▸ **EXERCISE INSTRUCTIONS**
Your answer must be the records below repeated word for word, with no pictures in it.

Natural-language object grounding data
.....

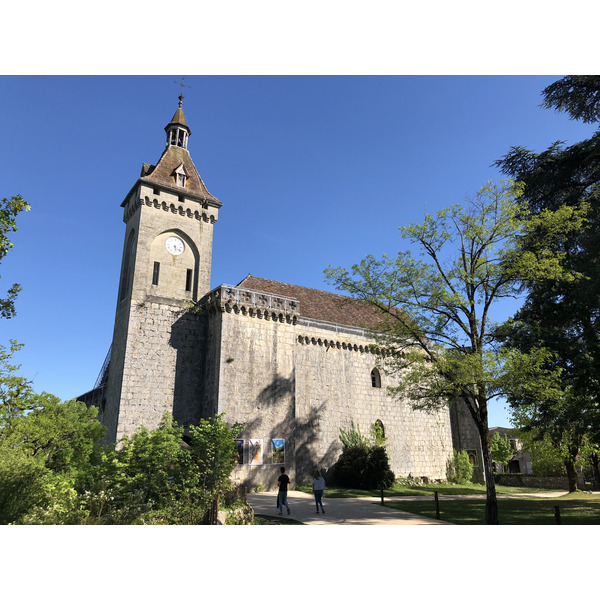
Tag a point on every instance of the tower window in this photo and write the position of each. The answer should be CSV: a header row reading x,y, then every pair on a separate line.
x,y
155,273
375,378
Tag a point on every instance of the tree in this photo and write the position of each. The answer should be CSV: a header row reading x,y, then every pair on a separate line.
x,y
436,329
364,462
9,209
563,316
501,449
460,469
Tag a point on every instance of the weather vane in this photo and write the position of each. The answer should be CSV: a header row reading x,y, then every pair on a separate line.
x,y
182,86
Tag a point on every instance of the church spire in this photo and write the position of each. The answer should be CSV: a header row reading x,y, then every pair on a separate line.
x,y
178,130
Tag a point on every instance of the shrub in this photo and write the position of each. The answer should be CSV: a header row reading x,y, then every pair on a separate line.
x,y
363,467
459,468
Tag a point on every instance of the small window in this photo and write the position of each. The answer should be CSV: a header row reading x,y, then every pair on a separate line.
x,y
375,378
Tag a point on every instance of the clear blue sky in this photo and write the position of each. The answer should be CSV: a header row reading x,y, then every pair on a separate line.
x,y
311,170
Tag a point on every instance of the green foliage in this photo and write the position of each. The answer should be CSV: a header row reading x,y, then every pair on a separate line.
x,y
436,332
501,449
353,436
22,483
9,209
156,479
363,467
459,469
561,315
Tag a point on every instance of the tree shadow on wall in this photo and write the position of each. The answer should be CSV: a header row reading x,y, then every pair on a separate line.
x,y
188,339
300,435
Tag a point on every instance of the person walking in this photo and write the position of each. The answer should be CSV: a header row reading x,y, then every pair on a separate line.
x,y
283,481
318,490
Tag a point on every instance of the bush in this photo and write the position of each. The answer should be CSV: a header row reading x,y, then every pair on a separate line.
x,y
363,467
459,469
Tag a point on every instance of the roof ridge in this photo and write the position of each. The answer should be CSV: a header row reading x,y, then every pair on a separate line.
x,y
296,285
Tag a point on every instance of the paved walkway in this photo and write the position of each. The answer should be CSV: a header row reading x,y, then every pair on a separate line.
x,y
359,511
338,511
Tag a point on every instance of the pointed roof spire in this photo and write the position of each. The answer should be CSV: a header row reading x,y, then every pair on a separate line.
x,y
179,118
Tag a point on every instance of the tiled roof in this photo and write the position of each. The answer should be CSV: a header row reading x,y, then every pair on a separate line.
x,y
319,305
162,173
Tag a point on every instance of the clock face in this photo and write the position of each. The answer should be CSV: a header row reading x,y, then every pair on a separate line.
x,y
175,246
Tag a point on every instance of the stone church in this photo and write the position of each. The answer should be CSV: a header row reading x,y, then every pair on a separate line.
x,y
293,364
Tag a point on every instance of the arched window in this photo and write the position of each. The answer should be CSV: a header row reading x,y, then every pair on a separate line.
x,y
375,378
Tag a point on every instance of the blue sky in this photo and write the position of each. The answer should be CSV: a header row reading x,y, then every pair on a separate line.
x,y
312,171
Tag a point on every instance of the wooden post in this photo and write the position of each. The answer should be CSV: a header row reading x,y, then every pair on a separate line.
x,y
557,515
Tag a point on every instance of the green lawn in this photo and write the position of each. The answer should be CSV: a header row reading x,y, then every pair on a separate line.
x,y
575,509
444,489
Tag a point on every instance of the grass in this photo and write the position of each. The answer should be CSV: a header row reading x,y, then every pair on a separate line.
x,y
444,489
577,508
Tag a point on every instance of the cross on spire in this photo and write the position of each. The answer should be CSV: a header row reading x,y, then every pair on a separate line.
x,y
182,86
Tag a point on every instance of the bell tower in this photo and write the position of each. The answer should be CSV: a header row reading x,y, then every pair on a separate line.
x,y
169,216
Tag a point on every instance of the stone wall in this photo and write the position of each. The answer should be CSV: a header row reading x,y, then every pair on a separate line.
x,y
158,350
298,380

.....

▸ **EXPECTED OUTPUT**
Tag a point on every instance of the tower window in this photo and write the position of each. The answer should be CSV: a header row reading x,y, then every pair on a separate line.
x,y
155,273
375,378
Tag a point on every instance of the tree in this photo and write the position of each. The answer should be CSV: a header row reading x,y, then every pair on a separate line.
x,y
436,329
364,462
9,209
563,316
501,449
460,469
Tag a point on every instance of the weather vane in this photo and write the position of each. The answer should be CSV: a header row reading x,y, then every pair on a separate line.
x,y
182,86
Tag a point on every instance of the church spire in this photo and write the position of each. The answer should be CSV: a header row reading x,y, then every pair on a separate line.
x,y
178,130
Tag a point on every instance of the shrub in this photo and write the position of each. The answer should be CSV: a header row reading x,y, then every pair on a separate line.
x,y
363,467
459,468
Tag a point on every instance of the small window in this photo and write the position of each. The answer should be CSV: a header row reading x,y, then every pair on a separate line.
x,y
375,378
Tag a point on every instance of the clear blue sky in this photo and write the position of each. The answer should be CSV: a header row reading x,y, then every pair on a separate line.
x,y
311,170
Tag a point on every instance of the green foliage in this photo and write the position of each. The answer should be CSV: a header row reading x,y, then every pair on a separate line.
x,y
436,332
501,449
353,436
22,483
9,209
156,479
363,467
459,469
561,315
Tag a point on every instance of the tree shadow on wall in this photo and write the position of each. The answer should be CSV: a header row reading x,y, then every pair on a separate line.
x,y
188,339
300,435
Tag a point on every instance of the person walking in this photo and write the position of each. The answer should be CSV: a header row reading x,y, then every pair on a separate line.
x,y
283,481
318,490
Tag a point on every instance of the bush in this photo and write the position of each. The answer should be CSV: a header row reading x,y, then every pair on a separate line.
x,y
363,467
459,469
Tag a point on every instance of the roof ridge in this photo and write the position of each. The answer should be CSV: a header row reading x,y, then every pair on a separate line.
x,y
296,285
Tag a point on every instance of the paved walkway in this photo and write the position of each. The answer should be CSV: a header row reading x,y, then every pair on a separate line.
x,y
359,511
338,511
Tag a point on every instance of the pointed roof spire in this photo and write the position of each. The answer should be CSV: a header row reading x,y, then every pair on a separate line.
x,y
179,118
Tag a point on every instance of the tiled roof in this photo and write the position of each. The answer should be CSV: a header row reading x,y, then every pair on a separate line.
x,y
319,305
162,173
Tag a point on every instance of the clock face in this photo and write the position of each. The answer should be CSV: a header row reading x,y, then every pair on a separate line.
x,y
175,246
Tag a point on every instance of the stone church in this photo and write the position of each. The answer should be CSV: a header row reading x,y, then every pair on a separate line.
x,y
293,364
Tag a point on every instance of the arched window in this photo and write the position of each. The answer should be CSV: a header row reading x,y, then every pair on a separate line.
x,y
375,378
Tag a point on every instance of the blue sky in this photo and write the position of each. The answer should be CSV: a header row reading x,y, then every pair on a separate line.
x,y
312,171
Tag a point on every instance of the wooden post in this photo and write the position of each. The answer should be CSV: a header row reading x,y, then every pair on a separate line.
x,y
557,515
Tag a point on every instance of the green lawn in this photo and write the position of each. The answer should be CSV: a header row reading x,y, then every pair on a separate line.
x,y
575,509
444,489
Tag a point on every instance of the grass in this photo and write the position of each. The answer should be CSV: a header row reading x,y, then every pair on a separate line.
x,y
444,489
577,508
Tag a point on every instance of the cross on spire in this photo and write the position of each. The answer should be CSV: a header row reading x,y, then every pair on a separate line.
x,y
182,86
Tag a point on every instance of the bell tower in this photo and write the position of each. The answer should be CSV: a header row reading x,y, then every pair on a separate line.
x,y
169,216
Tag a point on every instance of the stone wall in this photo and write the position of each. The answer should be CSV: a header row reading x,y, then every pair on a separate line.
x,y
158,350
298,380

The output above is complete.